MORE THOUGHTS ON NON-COMPETE CONTRACT ISSUES, THIS TIME IN HEALTH CARE

PERSPECTIVE FROM THE 19TH HOLE: This is the title I chose for my personal blog, which is meant to give me an outlet for one of my favorite crafts – writing – plus use an image from my favorite sport, golf. Out of college, my first job was as a reporter for the Daily Astorian in Astoria, Oregon, and I went on from there to practice writing in all of my professional positions, including as a Congressional press secretary in Washington, D.C., an Oregon state government manager in Salem and Portland, press secretary for Oregon’s last Republican governor (Vic Atiyeh), and a private sector lobbyist. This blog also allows me to link another favorite pastime – politics and the art of developing public policy – to what I write.

Why is this sometimes-esoteric subject an issue for me – the issue of non-compete contracts that make it difficult for high-level professional talent to jump without warning from one employer to another?

Well, my background relates to public policy issues at the Capitol several years ago when I represented the Oregon Association of Broadcasters (OAB). [The assocation is still represented by my old firm, CFM Strategic Communications.]

At that time, a state senator who was a former broadcaster decided, without consultation with the industry, that he should propose doing away with non-competes. He did so at the behest of a union, the American Federal of Television and Radio Artists.

Removing non-compete agreements, he contended, would occur without regard to the fact that broadcast stations often had invested millions of dollars to promote on-air talent.

Better, I contended at the time, for policymakers to recognize the investment and allow broadcast stations to allow non-competes for a limited amount of time, say three years.

We eventually found just a bit of middle ground to preserve the use of non-competes for broadcasters, but with some restrictions.

All of this came to mind recently when I read a column in the Wall Street Journal under this headline:

Your longtime doctor moves. Will you lose that physician because of a non-compete clause?

The piece reported problems for patients when a physician moved from one practice to another without information being provided about the move and patients left to scramble to find a physician with whom they had a relationship.

Here is an excerpt from the piece:

“A physician had decided to change jobs, but her contract included a non-compete clause that prevented her from working for a competitor within 10 miles for a year after she left. A non-solicitation agreement also meant she couldn’t tell patients where she was going. If they asked, she would need to tell them to search online for her.”

The WSJ reports that it’s not clear how often doctors sign covenants, the contract clauses that limit where they can go or what they can say after leaving a job, says David Clark, a partner at Epstein Becker & Green, a law firm in New York.

### Study material
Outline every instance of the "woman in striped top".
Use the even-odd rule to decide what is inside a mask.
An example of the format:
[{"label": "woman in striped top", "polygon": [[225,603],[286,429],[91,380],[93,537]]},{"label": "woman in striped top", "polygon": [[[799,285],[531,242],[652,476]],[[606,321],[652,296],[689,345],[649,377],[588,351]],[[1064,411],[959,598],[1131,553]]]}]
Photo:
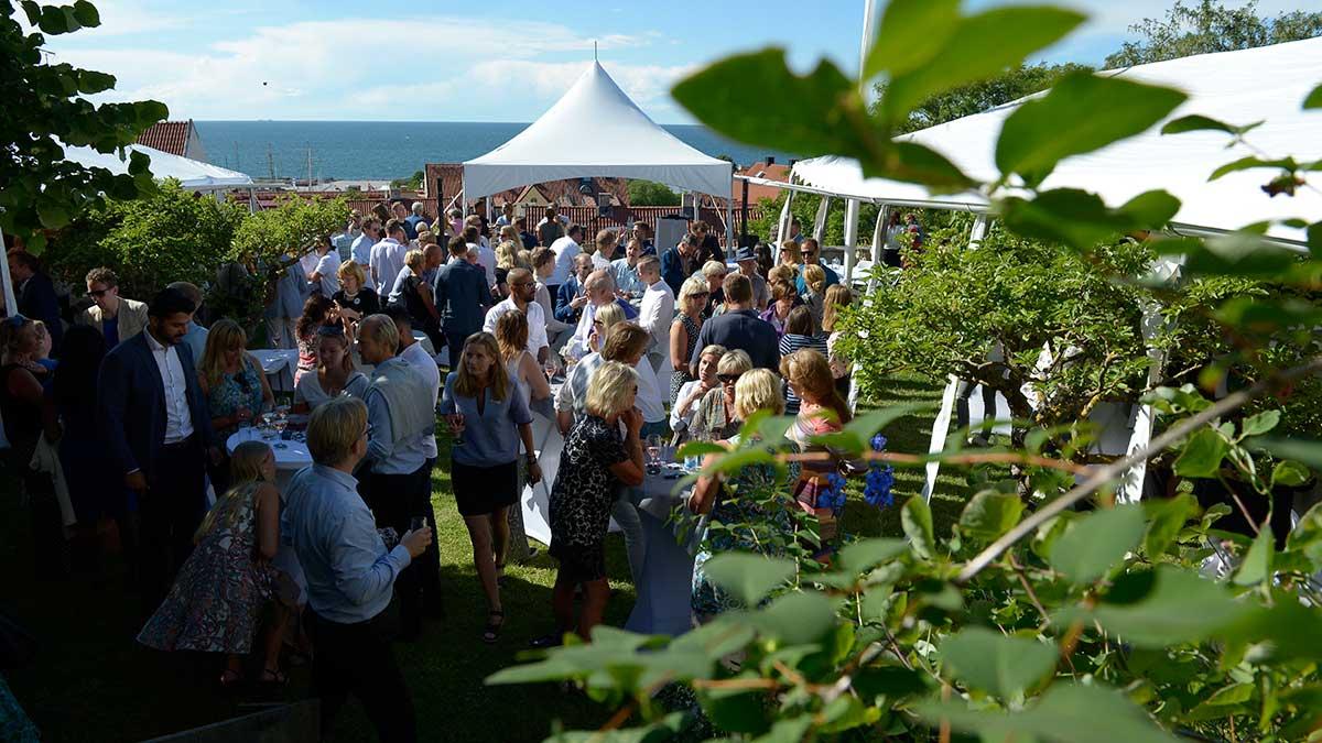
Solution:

### Task to complete
In the blog post on non-compete contracts, why did the author argue that broadcast stations should be allowed to use non-competes for a limited time? Answer in one to three sentences.

### Answer area
Broadcast stations often invested millions of dollars to promote their on-air talent, and the author wanted policymakers to recognize that investment. Allowing non-competes for a limited period, such as three years, would protect it.